■ **TASK INPUTS**
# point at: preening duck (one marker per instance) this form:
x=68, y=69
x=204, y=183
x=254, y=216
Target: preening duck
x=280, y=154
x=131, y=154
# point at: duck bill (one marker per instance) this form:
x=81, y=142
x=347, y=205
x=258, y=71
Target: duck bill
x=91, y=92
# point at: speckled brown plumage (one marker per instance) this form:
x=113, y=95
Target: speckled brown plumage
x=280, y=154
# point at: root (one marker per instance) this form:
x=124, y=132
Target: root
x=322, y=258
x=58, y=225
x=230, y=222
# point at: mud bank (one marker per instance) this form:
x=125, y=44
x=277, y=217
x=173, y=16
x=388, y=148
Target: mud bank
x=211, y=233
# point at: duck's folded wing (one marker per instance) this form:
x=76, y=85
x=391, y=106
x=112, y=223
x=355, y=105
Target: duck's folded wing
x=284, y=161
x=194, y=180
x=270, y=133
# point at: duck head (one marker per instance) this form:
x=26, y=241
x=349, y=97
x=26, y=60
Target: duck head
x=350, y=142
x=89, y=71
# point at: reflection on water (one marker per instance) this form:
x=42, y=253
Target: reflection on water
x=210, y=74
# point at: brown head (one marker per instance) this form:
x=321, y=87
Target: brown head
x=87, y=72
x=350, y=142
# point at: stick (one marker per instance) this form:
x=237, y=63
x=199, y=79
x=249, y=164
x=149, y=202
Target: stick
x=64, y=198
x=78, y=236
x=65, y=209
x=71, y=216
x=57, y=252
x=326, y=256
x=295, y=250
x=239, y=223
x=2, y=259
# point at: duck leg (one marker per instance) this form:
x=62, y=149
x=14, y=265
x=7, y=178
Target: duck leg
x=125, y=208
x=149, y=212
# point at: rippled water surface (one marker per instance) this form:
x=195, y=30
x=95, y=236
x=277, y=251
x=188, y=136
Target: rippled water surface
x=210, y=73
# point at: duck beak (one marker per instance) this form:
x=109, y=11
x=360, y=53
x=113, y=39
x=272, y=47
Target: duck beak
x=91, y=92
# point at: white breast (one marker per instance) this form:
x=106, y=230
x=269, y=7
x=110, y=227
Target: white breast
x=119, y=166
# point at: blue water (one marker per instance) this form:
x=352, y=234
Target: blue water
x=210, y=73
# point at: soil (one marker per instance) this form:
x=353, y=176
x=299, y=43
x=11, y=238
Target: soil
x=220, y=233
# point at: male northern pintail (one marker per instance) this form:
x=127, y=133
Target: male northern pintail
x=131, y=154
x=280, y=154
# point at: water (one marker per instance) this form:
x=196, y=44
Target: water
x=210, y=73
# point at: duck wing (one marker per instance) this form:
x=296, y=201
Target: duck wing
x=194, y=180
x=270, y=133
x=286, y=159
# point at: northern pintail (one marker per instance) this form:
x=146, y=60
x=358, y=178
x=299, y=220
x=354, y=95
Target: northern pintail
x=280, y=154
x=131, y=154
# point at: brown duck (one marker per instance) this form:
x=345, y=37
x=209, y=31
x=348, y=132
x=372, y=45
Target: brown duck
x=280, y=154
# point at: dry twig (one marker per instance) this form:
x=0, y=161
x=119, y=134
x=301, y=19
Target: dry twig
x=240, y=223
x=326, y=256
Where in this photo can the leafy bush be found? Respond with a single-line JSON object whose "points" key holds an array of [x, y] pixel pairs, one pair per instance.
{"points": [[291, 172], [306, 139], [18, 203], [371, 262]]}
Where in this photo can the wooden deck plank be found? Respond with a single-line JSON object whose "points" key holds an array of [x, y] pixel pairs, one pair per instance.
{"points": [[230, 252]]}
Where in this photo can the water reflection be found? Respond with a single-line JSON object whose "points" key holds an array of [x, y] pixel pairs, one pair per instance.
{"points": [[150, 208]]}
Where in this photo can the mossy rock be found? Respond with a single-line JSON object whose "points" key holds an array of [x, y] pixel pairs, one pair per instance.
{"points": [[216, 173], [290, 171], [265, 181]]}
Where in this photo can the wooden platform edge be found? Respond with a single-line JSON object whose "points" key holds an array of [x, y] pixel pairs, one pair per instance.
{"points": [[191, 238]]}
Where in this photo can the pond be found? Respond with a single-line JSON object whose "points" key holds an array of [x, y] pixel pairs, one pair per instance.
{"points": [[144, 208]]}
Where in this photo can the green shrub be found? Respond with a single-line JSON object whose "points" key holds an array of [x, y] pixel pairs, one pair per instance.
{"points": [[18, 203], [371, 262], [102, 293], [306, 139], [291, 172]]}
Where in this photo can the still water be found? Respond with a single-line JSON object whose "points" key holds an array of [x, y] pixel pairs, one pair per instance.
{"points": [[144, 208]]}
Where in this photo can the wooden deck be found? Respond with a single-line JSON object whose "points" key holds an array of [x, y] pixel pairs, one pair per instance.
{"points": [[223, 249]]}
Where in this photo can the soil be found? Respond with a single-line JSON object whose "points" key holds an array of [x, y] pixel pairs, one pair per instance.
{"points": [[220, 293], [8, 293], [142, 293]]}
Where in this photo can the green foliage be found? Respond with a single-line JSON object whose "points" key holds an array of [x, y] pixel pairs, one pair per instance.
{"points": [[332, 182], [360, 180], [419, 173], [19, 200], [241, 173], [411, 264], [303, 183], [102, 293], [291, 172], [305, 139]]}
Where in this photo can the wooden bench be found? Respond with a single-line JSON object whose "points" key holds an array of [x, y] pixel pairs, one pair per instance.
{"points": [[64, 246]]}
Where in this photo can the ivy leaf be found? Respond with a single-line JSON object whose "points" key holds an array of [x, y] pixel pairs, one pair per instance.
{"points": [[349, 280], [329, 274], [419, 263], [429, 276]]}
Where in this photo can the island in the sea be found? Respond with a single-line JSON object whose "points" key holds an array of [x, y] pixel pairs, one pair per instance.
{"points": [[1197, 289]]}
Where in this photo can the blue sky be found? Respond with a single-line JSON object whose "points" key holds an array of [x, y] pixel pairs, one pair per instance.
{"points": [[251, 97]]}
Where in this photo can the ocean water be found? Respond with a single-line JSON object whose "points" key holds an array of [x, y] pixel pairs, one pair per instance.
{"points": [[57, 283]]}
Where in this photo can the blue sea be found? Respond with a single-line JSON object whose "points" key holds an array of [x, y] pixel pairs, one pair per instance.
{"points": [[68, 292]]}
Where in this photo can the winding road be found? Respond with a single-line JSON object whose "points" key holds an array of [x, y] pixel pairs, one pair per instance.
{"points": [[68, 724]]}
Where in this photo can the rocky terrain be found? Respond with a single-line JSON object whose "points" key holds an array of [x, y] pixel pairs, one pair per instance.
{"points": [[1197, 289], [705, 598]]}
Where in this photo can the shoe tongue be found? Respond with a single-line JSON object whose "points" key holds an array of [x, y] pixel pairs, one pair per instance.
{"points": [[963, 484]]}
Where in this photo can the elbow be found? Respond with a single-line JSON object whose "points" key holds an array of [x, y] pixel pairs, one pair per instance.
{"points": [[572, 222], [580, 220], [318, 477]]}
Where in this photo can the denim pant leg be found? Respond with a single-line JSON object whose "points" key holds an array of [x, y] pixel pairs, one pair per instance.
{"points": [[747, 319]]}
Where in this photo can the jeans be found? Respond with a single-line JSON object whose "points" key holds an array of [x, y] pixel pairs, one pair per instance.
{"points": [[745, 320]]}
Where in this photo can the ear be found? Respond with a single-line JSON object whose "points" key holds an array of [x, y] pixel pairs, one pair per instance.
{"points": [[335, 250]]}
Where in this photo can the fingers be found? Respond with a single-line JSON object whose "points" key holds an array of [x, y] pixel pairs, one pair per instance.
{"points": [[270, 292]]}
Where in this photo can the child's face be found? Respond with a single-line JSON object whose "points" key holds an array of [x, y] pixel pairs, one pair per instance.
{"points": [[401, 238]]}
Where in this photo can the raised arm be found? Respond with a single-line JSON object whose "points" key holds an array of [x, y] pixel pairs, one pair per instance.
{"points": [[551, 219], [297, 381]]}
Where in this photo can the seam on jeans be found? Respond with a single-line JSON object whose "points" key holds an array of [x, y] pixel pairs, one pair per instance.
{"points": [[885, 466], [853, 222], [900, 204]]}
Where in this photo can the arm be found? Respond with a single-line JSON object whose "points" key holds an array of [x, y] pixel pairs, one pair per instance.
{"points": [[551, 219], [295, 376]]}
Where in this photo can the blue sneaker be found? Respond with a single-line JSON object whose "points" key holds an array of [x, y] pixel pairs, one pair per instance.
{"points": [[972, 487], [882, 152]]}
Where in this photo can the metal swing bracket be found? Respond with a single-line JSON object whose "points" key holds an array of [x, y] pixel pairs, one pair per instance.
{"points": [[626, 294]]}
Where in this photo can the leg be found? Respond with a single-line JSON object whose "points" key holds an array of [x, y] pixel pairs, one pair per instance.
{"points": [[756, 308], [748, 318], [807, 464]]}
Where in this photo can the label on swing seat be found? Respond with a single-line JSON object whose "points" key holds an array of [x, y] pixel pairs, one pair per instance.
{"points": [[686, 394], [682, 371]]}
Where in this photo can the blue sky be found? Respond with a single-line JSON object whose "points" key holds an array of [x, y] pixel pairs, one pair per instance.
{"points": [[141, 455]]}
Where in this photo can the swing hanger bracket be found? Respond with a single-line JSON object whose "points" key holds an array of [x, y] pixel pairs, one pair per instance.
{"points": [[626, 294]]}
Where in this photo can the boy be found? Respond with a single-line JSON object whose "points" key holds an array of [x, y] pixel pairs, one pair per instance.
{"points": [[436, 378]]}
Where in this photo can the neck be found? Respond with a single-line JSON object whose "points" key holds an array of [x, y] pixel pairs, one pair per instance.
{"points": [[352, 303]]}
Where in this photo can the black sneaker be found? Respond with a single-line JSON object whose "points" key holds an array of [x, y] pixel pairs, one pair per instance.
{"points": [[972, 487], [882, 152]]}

■ **REQUIRED ACTION**
Output, exactly and in full, the lines from the start of the entries above through the line that contains "x=124, y=132".

■ **TASK RESPONSE**
# point at: preening duck (one marker per instance) this form:
x=68, y=69
x=204, y=183
x=254, y=216
Target: preening duck
x=280, y=154
x=131, y=154
# point at: duck bill (one marker per instance) this form:
x=81, y=142
x=347, y=205
x=258, y=71
Target: duck bill
x=91, y=92
# point at: speckled brown plumage (one marker per instance) this form:
x=113, y=95
Target: speckled brown plumage
x=280, y=154
# point at: root (one marker per instance) this form:
x=124, y=132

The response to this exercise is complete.